Data:
--
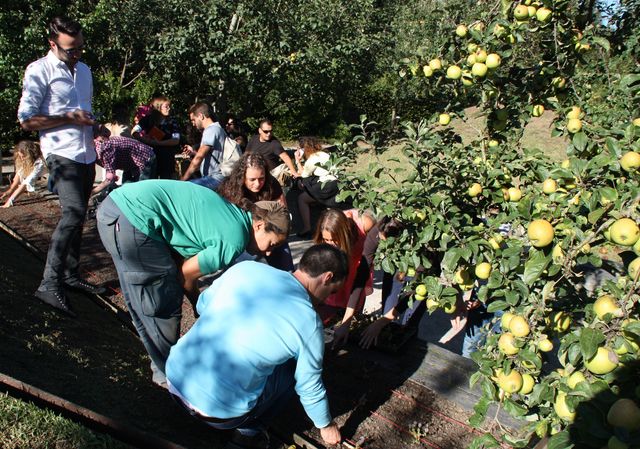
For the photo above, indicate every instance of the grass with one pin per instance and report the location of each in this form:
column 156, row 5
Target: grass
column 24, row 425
--
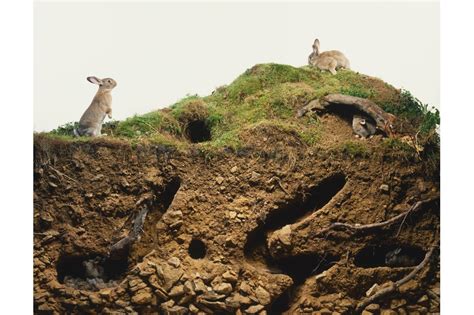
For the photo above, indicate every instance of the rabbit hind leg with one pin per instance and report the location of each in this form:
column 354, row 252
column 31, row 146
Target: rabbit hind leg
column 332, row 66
--
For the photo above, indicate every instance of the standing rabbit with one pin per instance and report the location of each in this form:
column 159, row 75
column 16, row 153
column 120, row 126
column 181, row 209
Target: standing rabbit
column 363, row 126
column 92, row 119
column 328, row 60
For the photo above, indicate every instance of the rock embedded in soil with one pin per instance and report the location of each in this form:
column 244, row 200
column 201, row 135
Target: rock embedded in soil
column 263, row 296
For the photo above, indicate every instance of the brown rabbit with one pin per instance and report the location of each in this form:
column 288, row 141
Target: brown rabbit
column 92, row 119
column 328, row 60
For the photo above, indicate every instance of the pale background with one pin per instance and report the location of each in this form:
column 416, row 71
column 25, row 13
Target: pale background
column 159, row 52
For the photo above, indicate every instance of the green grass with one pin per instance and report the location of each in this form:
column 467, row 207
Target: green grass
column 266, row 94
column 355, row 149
--
Look above for the line with "column 181, row 209" and the line with "column 201, row 135". Write out those two lines and all the lines between them, exactly, and no others.

Answer:
column 181, row 209
Target: standing rabbit
column 363, row 126
column 92, row 119
column 328, row 60
For the photo above, indicate every instance of the rock embedded in soil with one pin per instance and report the location of each in this form:
column 244, row 200
column 201, row 135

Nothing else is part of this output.